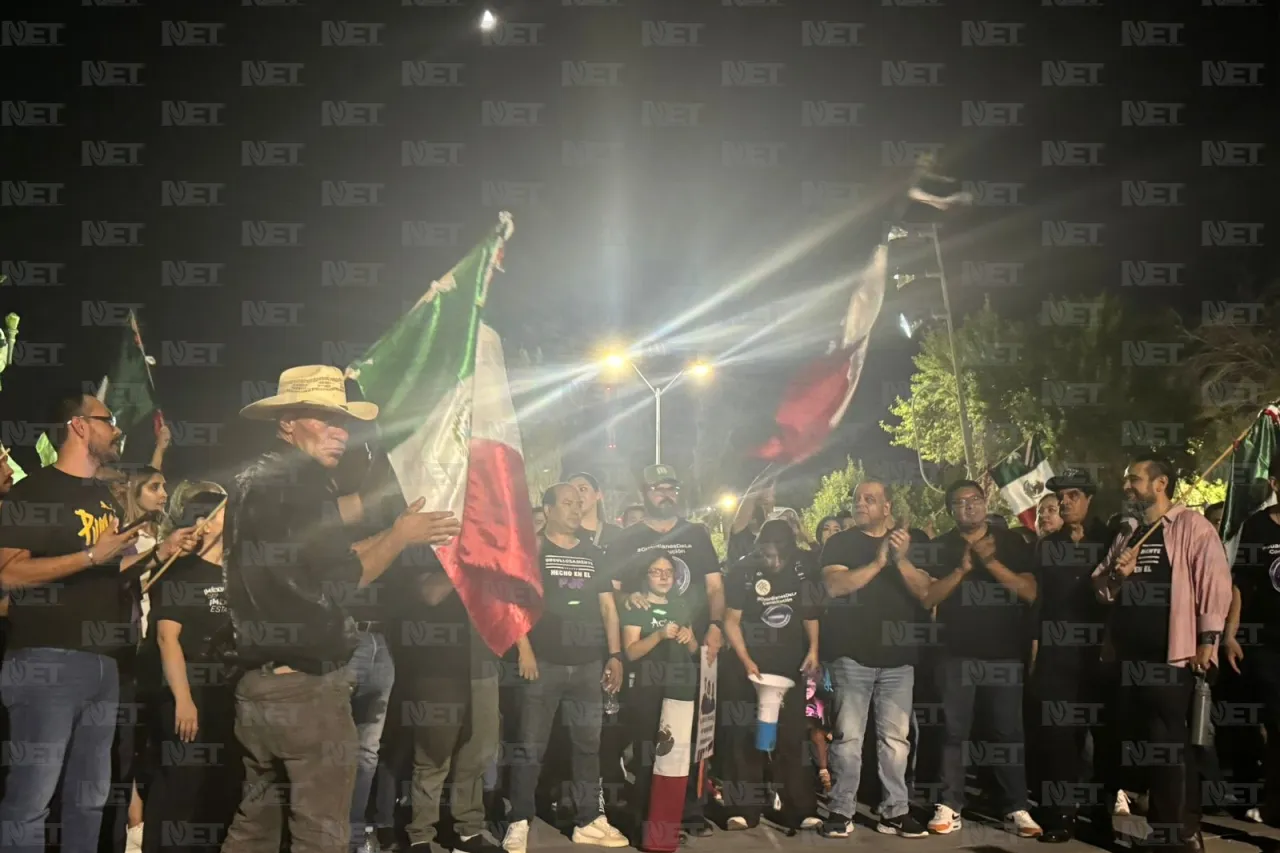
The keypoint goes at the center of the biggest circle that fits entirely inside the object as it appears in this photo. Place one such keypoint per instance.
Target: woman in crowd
(191, 698)
(659, 647)
(771, 621)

----

### EXERCISE REQUIREMENTS
Keep the pictures out and write out the records exactly.

### SOLUTION TO THIS TASK
The keypoint goes at the center of the biggest circle that fits entirely inside the object as it appears in this photo. Place one such keypoint per instance.
Target: woman in crowd
(191, 698)
(659, 647)
(771, 621)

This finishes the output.